Reproduce the data below word for word, leaving out the pictures.
——
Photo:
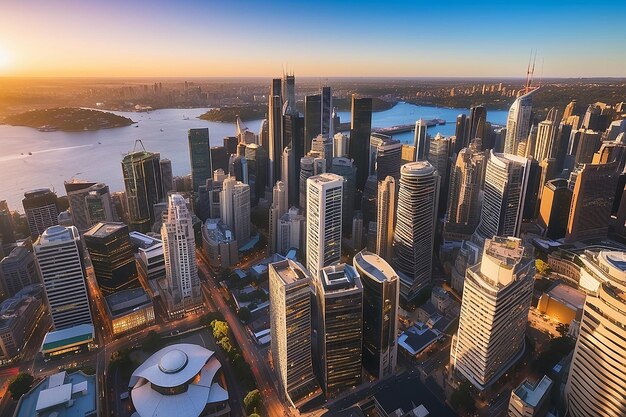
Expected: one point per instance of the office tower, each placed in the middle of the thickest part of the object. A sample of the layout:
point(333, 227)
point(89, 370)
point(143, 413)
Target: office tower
point(112, 257)
point(416, 219)
point(506, 178)
point(556, 200)
point(144, 188)
point(235, 208)
point(278, 208)
point(345, 167)
point(327, 112)
point(385, 220)
point(518, 122)
point(312, 119)
point(339, 294)
point(199, 157)
point(291, 231)
point(309, 166)
point(290, 328)
point(420, 140)
point(293, 127)
point(256, 162)
point(323, 146)
point(289, 87)
point(59, 258)
point(466, 179)
point(385, 156)
point(546, 136)
point(179, 249)
point(323, 218)
point(597, 378)
point(77, 191)
point(460, 133)
point(17, 271)
point(41, 210)
point(167, 177)
point(360, 132)
point(593, 187)
point(381, 291)
point(494, 312)
point(477, 122)
point(275, 129)
point(341, 144)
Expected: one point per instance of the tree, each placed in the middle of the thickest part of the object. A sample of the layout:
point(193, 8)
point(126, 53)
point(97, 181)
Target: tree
——
■ **Finished exercise**
Photo:
Expected: one point per instance of the office tower, each placed in the middle of the thickest part of the object. A sample of the layout:
point(333, 227)
point(89, 370)
point(143, 413)
Target: office tower
point(112, 257)
point(416, 219)
point(506, 178)
point(556, 200)
point(144, 188)
point(235, 208)
point(278, 208)
point(345, 167)
point(327, 112)
point(385, 220)
point(518, 122)
point(312, 119)
point(339, 294)
point(199, 157)
point(291, 231)
point(309, 166)
point(290, 328)
point(420, 140)
point(293, 127)
point(256, 162)
point(323, 146)
point(289, 87)
point(59, 258)
point(466, 179)
point(385, 156)
point(546, 136)
point(179, 249)
point(323, 218)
point(597, 378)
point(77, 191)
point(460, 133)
point(17, 271)
point(41, 210)
point(167, 177)
point(360, 132)
point(593, 187)
point(381, 291)
point(494, 312)
point(477, 122)
point(275, 129)
point(341, 144)
Expected: one point per instance of the tree, each placed in the middle of the thickest part of the object. A sample of the layout:
point(193, 8)
point(126, 53)
point(97, 181)
Target: tree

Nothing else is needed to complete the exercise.